练习题 :: 把下面材料中凡是含有字符串“road”的行都摘出来，逐行照抄。

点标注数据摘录
--------------------------------
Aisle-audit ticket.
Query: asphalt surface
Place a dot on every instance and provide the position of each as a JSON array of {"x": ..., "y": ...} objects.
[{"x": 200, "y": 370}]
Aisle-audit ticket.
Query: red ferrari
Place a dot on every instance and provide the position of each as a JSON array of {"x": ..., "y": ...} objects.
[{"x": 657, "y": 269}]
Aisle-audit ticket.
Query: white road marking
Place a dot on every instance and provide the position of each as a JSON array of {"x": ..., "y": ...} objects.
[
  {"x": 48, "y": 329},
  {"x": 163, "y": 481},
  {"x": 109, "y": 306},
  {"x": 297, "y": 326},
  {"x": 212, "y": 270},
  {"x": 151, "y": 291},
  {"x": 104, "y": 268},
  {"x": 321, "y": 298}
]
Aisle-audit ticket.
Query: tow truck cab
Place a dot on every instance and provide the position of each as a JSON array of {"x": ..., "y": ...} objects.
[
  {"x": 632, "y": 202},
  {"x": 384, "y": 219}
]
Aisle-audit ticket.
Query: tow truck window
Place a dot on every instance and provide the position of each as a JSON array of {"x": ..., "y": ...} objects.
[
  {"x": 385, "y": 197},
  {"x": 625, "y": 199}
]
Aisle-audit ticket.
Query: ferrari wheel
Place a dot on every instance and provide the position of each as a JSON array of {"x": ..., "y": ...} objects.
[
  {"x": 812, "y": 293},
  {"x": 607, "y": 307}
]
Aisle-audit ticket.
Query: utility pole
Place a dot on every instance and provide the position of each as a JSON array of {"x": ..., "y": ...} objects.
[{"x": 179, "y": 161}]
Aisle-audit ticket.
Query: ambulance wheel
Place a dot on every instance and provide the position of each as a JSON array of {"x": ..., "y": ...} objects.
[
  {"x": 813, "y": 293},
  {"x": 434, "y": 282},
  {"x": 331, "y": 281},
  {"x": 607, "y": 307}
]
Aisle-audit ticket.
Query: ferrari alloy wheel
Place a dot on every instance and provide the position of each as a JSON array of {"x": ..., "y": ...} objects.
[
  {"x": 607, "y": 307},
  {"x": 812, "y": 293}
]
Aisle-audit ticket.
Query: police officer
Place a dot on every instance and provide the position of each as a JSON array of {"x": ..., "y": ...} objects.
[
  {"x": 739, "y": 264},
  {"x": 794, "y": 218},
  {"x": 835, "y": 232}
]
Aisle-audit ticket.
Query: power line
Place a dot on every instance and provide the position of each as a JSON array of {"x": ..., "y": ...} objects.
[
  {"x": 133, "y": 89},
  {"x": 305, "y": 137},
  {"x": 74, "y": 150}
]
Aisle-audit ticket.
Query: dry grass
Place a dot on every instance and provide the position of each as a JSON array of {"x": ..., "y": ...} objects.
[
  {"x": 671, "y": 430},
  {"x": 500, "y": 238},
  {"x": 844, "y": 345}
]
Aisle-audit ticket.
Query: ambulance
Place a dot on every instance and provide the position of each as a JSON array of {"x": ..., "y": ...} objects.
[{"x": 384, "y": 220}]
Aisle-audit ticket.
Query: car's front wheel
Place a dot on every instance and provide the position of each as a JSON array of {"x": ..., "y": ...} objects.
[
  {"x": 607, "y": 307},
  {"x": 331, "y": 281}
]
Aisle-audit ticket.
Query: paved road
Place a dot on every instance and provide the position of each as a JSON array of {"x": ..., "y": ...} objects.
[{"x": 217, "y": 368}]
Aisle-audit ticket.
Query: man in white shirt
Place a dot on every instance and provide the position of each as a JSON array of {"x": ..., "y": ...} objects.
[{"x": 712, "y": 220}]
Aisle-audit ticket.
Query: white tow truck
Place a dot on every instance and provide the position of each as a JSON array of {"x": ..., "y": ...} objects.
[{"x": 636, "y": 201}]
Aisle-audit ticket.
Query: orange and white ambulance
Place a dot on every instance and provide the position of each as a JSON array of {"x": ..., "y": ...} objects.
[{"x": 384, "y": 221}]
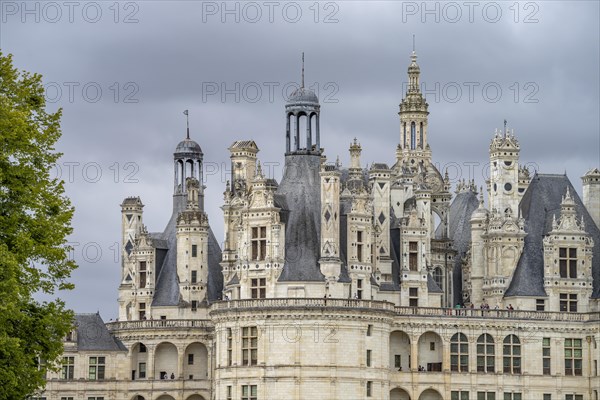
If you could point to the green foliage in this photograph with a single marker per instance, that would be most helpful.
(35, 220)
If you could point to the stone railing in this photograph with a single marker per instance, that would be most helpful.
(405, 311)
(158, 324)
(303, 303)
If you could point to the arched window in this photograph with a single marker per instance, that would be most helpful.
(459, 353)
(511, 355)
(485, 353)
(438, 277)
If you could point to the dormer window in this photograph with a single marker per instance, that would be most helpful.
(567, 258)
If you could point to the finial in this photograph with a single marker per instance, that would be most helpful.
(187, 118)
(302, 84)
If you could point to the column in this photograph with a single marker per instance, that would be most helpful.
(150, 360)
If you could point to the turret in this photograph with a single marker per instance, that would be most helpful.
(330, 262)
(131, 223)
(478, 228)
(192, 248)
(591, 194)
(504, 173)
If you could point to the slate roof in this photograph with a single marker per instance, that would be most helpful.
(459, 231)
(92, 334)
(539, 203)
(167, 285)
(301, 187)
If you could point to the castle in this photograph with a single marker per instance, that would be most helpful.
(345, 282)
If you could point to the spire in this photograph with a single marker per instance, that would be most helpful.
(302, 83)
(187, 118)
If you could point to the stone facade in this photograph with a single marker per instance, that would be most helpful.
(352, 282)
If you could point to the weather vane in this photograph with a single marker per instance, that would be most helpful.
(187, 118)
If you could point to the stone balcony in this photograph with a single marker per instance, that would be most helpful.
(387, 307)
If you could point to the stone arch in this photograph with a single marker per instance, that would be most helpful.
(399, 394)
(430, 351)
(430, 394)
(139, 361)
(399, 351)
(166, 361)
(195, 361)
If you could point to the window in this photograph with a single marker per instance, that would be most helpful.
(229, 346)
(142, 370)
(258, 288)
(249, 345)
(540, 305)
(512, 355)
(568, 302)
(359, 246)
(567, 259)
(546, 356)
(573, 357)
(249, 392)
(259, 243)
(438, 277)
(512, 396)
(68, 368)
(456, 395)
(142, 311)
(459, 353)
(413, 297)
(413, 256)
(142, 274)
(486, 354)
(96, 368)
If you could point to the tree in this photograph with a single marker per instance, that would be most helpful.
(35, 220)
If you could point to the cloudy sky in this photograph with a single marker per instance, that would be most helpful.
(124, 72)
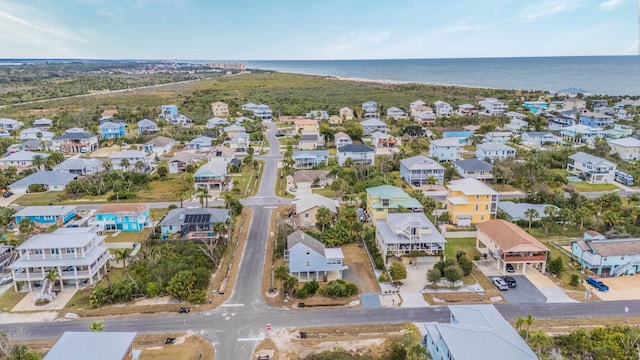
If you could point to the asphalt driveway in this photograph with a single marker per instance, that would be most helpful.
(524, 292)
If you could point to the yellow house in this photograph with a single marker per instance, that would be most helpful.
(385, 199)
(470, 202)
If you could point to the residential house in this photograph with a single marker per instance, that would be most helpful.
(213, 176)
(383, 140)
(111, 130)
(43, 124)
(80, 166)
(146, 126)
(540, 138)
(306, 208)
(35, 134)
(447, 149)
(50, 180)
(346, 113)
(420, 170)
(627, 148)
(518, 211)
(470, 202)
(386, 199)
(122, 217)
(342, 139)
(396, 113)
(493, 106)
(472, 331)
(306, 159)
(132, 160)
(201, 144)
(581, 134)
(233, 130)
(494, 151)
(96, 345)
(168, 111)
(502, 137)
(79, 256)
(595, 119)
(401, 234)
(474, 169)
(443, 109)
(45, 216)
(75, 143)
(309, 259)
(607, 257)
(191, 222)
(178, 163)
(358, 153)
(372, 125)
(369, 109)
(593, 169)
(21, 160)
(507, 243)
(159, 145)
(219, 108)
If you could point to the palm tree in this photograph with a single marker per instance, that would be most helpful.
(531, 214)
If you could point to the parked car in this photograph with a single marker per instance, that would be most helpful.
(500, 284)
(597, 283)
(510, 281)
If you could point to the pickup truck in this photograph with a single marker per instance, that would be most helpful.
(597, 283)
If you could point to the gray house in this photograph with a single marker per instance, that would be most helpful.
(308, 258)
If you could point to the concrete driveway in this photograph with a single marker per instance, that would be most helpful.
(524, 292)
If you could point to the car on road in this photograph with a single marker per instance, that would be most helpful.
(511, 282)
(500, 284)
(597, 283)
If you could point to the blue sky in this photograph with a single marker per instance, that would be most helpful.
(315, 29)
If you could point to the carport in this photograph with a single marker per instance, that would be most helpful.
(508, 244)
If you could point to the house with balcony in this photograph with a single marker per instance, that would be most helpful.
(21, 160)
(447, 149)
(372, 125)
(474, 330)
(80, 166)
(220, 109)
(386, 199)
(494, 151)
(627, 148)
(592, 169)
(470, 202)
(359, 154)
(309, 259)
(443, 109)
(401, 234)
(306, 159)
(46, 216)
(146, 126)
(158, 146)
(474, 169)
(506, 243)
(132, 160)
(112, 130)
(213, 176)
(78, 254)
(122, 217)
(420, 170)
(75, 143)
(607, 257)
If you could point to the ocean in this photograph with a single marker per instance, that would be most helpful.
(600, 75)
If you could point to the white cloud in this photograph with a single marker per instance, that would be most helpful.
(610, 4)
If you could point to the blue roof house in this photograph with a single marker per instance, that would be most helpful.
(47, 215)
(111, 130)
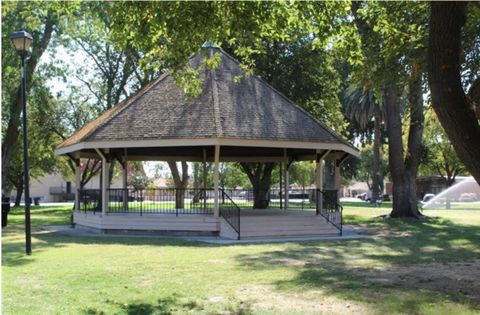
--------------------------------
正确结果 ::
Query: white road marking
Query: paved road
If you could point to the car on road in this photograph with a single marker per instance, that would be most helpful.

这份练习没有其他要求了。